## Description of the task:
All of the data needs to come back exactly as written.
*** Recorded data Section Begins ***
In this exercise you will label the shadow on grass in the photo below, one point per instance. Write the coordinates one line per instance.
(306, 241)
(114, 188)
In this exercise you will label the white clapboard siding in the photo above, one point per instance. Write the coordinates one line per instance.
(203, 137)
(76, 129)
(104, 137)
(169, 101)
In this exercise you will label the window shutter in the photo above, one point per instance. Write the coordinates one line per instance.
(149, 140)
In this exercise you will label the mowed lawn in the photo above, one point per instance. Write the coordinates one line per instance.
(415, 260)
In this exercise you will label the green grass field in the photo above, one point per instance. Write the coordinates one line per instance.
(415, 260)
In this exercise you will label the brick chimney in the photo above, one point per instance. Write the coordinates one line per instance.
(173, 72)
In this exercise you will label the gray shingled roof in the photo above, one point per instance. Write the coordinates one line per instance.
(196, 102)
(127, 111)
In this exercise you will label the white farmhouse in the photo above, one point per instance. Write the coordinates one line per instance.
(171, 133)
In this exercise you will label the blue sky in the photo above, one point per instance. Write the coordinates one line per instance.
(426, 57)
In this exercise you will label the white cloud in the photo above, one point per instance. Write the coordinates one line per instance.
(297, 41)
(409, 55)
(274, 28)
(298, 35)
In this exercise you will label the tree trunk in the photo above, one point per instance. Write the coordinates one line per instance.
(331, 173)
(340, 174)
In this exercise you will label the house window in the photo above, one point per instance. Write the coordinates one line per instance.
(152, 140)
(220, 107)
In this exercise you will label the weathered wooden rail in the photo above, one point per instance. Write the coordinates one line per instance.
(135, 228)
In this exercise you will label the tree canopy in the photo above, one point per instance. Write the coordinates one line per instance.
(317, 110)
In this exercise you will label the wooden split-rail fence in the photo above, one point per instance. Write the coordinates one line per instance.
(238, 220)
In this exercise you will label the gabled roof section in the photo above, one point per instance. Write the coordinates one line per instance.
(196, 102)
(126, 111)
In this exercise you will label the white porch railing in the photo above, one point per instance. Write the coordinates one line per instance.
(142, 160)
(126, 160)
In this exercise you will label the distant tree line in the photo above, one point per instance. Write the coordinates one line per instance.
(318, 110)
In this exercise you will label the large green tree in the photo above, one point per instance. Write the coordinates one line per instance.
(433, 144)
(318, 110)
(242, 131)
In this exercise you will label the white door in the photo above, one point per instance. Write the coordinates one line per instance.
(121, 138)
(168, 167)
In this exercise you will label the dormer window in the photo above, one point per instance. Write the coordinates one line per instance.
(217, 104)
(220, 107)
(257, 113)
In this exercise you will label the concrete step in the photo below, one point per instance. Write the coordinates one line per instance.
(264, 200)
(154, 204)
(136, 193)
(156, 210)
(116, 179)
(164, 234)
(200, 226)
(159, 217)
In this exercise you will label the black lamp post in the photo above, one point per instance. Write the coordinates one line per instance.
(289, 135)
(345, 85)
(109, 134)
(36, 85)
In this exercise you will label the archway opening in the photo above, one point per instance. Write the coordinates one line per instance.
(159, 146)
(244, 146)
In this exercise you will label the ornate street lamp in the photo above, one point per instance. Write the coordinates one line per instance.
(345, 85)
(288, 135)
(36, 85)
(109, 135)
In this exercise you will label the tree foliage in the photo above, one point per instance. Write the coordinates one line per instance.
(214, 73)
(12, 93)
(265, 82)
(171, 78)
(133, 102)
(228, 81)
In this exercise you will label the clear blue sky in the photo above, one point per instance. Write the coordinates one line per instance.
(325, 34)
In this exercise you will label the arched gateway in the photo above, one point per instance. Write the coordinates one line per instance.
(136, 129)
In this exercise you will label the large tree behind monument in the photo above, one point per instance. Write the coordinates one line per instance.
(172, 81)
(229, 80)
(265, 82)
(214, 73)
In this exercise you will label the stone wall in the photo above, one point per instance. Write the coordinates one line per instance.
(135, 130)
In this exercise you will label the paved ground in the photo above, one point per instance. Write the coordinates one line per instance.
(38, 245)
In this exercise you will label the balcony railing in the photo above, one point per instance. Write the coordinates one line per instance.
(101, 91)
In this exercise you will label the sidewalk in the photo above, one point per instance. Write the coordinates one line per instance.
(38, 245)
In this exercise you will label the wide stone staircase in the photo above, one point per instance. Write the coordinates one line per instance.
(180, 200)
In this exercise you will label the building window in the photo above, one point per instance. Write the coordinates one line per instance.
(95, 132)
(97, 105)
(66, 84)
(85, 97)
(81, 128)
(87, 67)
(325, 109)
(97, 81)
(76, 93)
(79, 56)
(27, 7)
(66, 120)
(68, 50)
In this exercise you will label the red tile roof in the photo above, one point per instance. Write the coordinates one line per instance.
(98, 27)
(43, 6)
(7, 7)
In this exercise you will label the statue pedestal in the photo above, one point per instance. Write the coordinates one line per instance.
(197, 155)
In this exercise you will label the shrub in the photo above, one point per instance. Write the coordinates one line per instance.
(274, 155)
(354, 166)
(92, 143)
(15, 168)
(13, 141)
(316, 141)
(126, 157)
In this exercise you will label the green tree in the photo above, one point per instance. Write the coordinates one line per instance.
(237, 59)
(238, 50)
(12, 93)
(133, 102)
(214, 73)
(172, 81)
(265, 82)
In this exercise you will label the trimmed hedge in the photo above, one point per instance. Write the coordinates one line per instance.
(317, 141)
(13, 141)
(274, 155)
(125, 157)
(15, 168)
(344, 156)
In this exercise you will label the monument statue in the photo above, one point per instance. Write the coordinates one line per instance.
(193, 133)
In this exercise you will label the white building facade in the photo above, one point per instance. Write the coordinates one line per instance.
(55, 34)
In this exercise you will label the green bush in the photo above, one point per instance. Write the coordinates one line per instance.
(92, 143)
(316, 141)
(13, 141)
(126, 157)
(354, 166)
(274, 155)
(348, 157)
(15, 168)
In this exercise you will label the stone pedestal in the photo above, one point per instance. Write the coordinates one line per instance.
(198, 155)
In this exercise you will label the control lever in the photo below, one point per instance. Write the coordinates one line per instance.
*** Recorded data Section Ends ***
## Output of the task:
In this exercise you will label the shadow on grass in the photo below, one point per instance. Write the coordinates one line per instance.
(306, 241)
(114, 188)
In this exercise you will label the white clapboard siding in the photo above, one point per instance. Write the coordinates one line per instance.
(203, 137)
(76, 129)
(104, 137)
(169, 101)
In this exercise you will label the window shutter in the photo above, one point per instance. Write the coordinates one line per instance.
(149, 140)
In this exercise you will label the mowed lawn in the photo above, one point per instance. Write the coordinates one line per instance.
(415, 260)
In this exercise you will label the green grass field in the photo above, one point per instance. Write the coordinates one line per instance.
(415, 260)
In this exercise you will label the brick chimney in the photo above, one point per instance. Write the coordinates one line per instance.
(173, 72)
In this exercise you will label the gray shingled roof in the photo above, one point per instance. Write the coordinates one line per instance.
(196, 102)
(127, 111)
In this exercise you will label the white farmhouse in the photo above, one point per instance. Write the coordinates one line per instance.
(171, 133)
In this exercise you will label the blue sky in the photo above, one point per instance. Write the coordinates one line per instance.
(426, 57)
In this exercise you will label the white cloud in the photo above, one point per instance. Write the coordinates one line per instance.
(297, 41)
(409, 55)
(274, 28)
(298, 35)
In this exercise you will label the tree trunk in the photo above, one point per instance. Write the coordinates one line per instance.
(331, 173)
(340, 174)
In this exercise you will label the house window in the photo above, one point per instance. Write the coordinates one line per instance.
(152, 140)
(220, 107)
In this exercise you will label the weathered wooden rail in the photo above, one point per instance. Write the coordinates one line per instance.
(135, 228)
In this exercise you will label the tree canopy in the photo above, one point per instance. Write the coordinates one line per instance.
(317, 110)
In this exercise you will label the wooden split-rail fence in the photo above, one point per instance. Write the coordinates one line per instance.
(238, 220)
In this exercise you will label the gabled roof section in the photo above, one point per instance. Write the coordinates one line per instance.
(196, 102)
(126, 111)
In this exercise you will label the white porch railing in the photo above, one point per instance. Write the coordinates one line per instance.
(142, 160)
(126, 160)
In this exercise you will label the distant tree line in the photo above, one point per instance. Write the coordinates one line per instance.
(318, 110)
In this exercise you will label the large green tree in the photo above, one point per instance. Write the coordinates one line per instance.
(433, 144)
(318, 110)
(242, 131)
In this exercise you will label the white door in the photo above, one point per instance. Write the coordinates one line per instance.
(121, 138)
(168, 167)
In this exercise you will label the dormer window in the photo above, one point per instance. Write the coordinates one line per instance.
(217, 104)
(220, 107)
(257, 113)
In this exercise you will label the concrete step in the photo below, one point per instance. Write the coordinates one line per instance.
(264, 200)
(154, 204)
(136, 193)
(156, 210)
(116, 179)
(164, 234)
(200, 226)
(159, 217)
In this exercise you will label the black lamp post in the photo above, one point per instance. Write the coordinates one line per instance.
(289, 135)
(345, 85)
(109, 134)
(36, 85)
In this exercise you will label the archway opening in the photo above, one point per instance. Write the coordinates one line per instance.
(159, 146)
(244, 146)
In this exercise you will label the ornate street lamp in the photo above, one point per instance. Write the coordinates one line per instance.
(345, 85)
(288, 135)
(36, 85)
(109, 135)
In this exercise you will label the tree foliage in the photo above, one point per instance. Write the coordinates one line per instance.
(214, 73)
(12, 93)
(265, 82)
(171, 78)
(133, 102)
(228, 81)
In this exercise you will label the clear blue sky in the photo above, one point per instance. Write the coordinates one line per instance.
(325, 34)
In this exercise you will label the arched gateway in the photo above, one point per instance. Write the coordinates one line per instance.
(136, 129)
In this exercise you will label the large tree behind monument in the photo above, one point per instance. Write the coordinates one line per instance.
(172, 81)
(229, 80)
(265, 82)
(214, 73)
In this exercise you will label the stone wall in the photo above, one point per instance. Write the coordinates one line per instance.
(135, 130)
In this exercise you will label the paved ground in the photo above, one point per instance. Write the coordinates one line per instance.
(38, 245)
In this exercise you will label the balcony railing in the photo above, one point per instance. Write the coordinates one line per instance.
(101, 91)
In this exercise you will label the sidewalk in the photo above, one point per instance. Write the coordinates one line per instance.
(38, 245)
In this exercise you will label the wide stone staircase in the photo above, one point per instance. Write the coordinates one line per instance.
(180, 200)
In this exercise you will label the building window in the photo above, one point per instance. Write the coordinates one line per instance.
(95, 132)
(97, 105)
(66, 84)
(85, 97)
(81, 128)
(87, 67)
(325, 109)
(97, 81)
(76, 93)
(79, 56)
(27, 7)
(66, 120)
(68, 50)
In this exercise you will label the red tile roof in the photo above, one point per instance. Write the coordinates one line per instance.
(98, 27)
(43, 6)
(7, 7)
In this exercise you will label the statue pedestal in the photo above, one point per instance. Write the coordinates one line per instance.
(197, 155)
In this exercise you will label the shrub in the photo above, one point per instance. Write the coordinates one line per instance.
(274, 155)
(354, 166)
(92, 143)
(15, 168)
(13, 141)
(316, 141)
(126, 157)
In this exercise you will label the green tree in the photo above, one point per instance. Write the coordinates one line per instance.
(237, 59)
(238, 50)
(12, 93)
(133, 102)
(214, 73)
(172, 81)
(265, 82)
In this exercise you will label the trimmed hedge in the photo above, one point per instance. Write the coordinates one line per instance.
(317, 141)
(13, 141)
(274, 155)
(125, 157)
(15, 168)
(344, 156)
In this exercise you will label the monument statue in the photo above, one point per instance. Write the coordinates one line per instance.
(193, 133)
In this exercise you will label the white building facade in the photo above, one point per instance. Write the coordinates one line per instance.
(55, 34)
In this exercise you will label the green bush in the photo above, one point per instance. Write the coordinates one line per instance.
(92, 143)
(316, 141)
(13, 141)
(126, 157)
(354, 166)
(274, 155)
(348, 157)
(15, 168)
In this exercise you will label the stone pedestal in the photo above, one point per instance. Write the coordinates one line per instance.
(198, 155)
In this exercise you will label the control lever in the photo below, one point per instance. Write the coordinates one line per instance.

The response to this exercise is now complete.